_Page text_.
++++++++

This bill, as written, will effectively destroy all small businesses that produce natural care products, such as natural perfumers, aromatherapists, soapers, etc. The Natural Perfumers Guild is opposed to the passage of this bill, and urges everyone to sign the petition against it at http://www.thepetitionsite.com/1/oppose-hr-5786-safe-cosmetics-act-of-2010/

Due to an ongoing family crisis, I have been unable to blog for some months now, since I have to focus my energies on the healing process for my mother.  On July 27, 2010, I posted a link, via the private forum for the members of the Natural Perfumers Guild, to the petition against the Safe Cosmetics Act of 2010.  Shortly after that, I started a blog on the subject, wanting to state the Guild's position and to link with others opposed to this egregious Act that will put us out of business, but I was pulled off the post by my family obligations - I just didn't have the time, nor could I focus to write a good, informative blog.

Guild Associate Robert Tisserand has graciously allowed me to post his recent blog on the matter here, and on the Guild blog, and use it as the Guild's position on this matter.  Thank you, Robert, for coming to my aid in this time of stress.  Robert helped me co-author a position paper against the proposed 40th Amendment of IFRA in 2007, and I always appreciate his logical and precise way of getting to the heart of the matter and writing in a lucid manner about a subject.

Here is the link to Robert's blog: http://roberttisserand.com/2010/08/the-safe-cosmetics-act-2010/

Here is the text of his blog:

The Safe Cosmetics Act 2010

The Safe Cosmetics Act of 2010 (SCA 2010), now before the House of Representatives, is an inappropriate and seriously flawed attempt to make cosmetics safer. You can read the full text here. The thinking behind it is identical to a bill that was proposed (and defeated on March 1st this year) in Colorado (see Tunnel vision). Both are the brainchild of a group including the Campaign for Safe Cosmetics (SFSC) and the Environmental Working Group (EWG) which are in turn linked to the Skin Deep database. SCA 2010 is being opposed by groups representing small businesses such as Opposesca.com, the Indie Beauty Network and Personal Care Truth which also reflects the views of many cosmetic chemists. A petition opposing SCA 2010 can be found here.

SCA 2010 is unscientific, unworkable, and if passed as is, would likely cause widespread job loss in the cosmetics industry. Far from being a step in the right direction, it would be a leap into regulatory chaos, as well as targeting small businesses and natural products.

++++++++

_Given information_.
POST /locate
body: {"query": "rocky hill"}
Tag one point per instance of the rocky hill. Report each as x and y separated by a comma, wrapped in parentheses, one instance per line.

++++++++

_Problems to work on_.
1. In the text about the Safe Cosmetics Act, what did Robert Tisserand help co-author in 2007?
2. Write a continuation of the piece on the Safe Cosmetics Act of 2010, picking up after its final sentence.

_Per-task answers_.
1. A position paper against the proposed 40th Amendment of IFRA.

2.
Yes, cosmetics could and should be safer, and cosmetics labeling in the USA does need more transparency. Safety can always be improved in any field, especially in the light of new scientific data, but SCA 2010 over-reaches what is needed to such an extent that, with the possible exception of distilled water, I cannot think of any cosmetic ingredient that would be acceptable under its terms.

These require that there is “data demonstrating that exposure to all sources of the ingredient or cosmetic present not more than 1 in a million risk for any adverse effect in the population of concern”. Unfortunately, “population of concern” is not defined, but SCA 2010 further states that, in establishing a safety standard, “no harm will be caused by aggregate exposure for a member of a vulnerable population to that ingredient or cosmetic.” “Vulnerable populations” are defined, and include “pregnant women, infants, children, the elderly, and people with compromised immune systems.” Would “infants” include pre-term babies? Would “people with compromised immune systems” include those who do not get sufficient sleep, or who suffer from frequent colds? Much of the wording of the bill is vague and open to many possible interpretations.

olives 

“Ingredient” includes every substance present in an ingredient “at levels above technically feasible detection limits.” This last phrase is not defined, but it could be as low as one part per billion (ppb, 0.0000001%) or one part per trillion (ppt, 0.0000000001%). SCA 2010 specifically mentions contaminants, and in foods and beverages they are commonly measured at these levels.

Most essential oils contain about 100 constituents. The above data – for example no more than 1 in a million risk – must be demonstrable for each one of these constituents. Otherwise, the essential oil may not be acceptable in cosmetics, according to the terms of the bill. I can think of of no substance, natural or synthetic, that is known to cause no adverse reaction of any kind in less than 1 in a million people. In human tests for skin reactions, there are sometimes data covering tens of thousands of patch tests. But, that’s still a long way from a million, and there is no cosmetic ingredient that, if patch tested on one million people, would cause no more than one reaction. Except for distilled water perhaps.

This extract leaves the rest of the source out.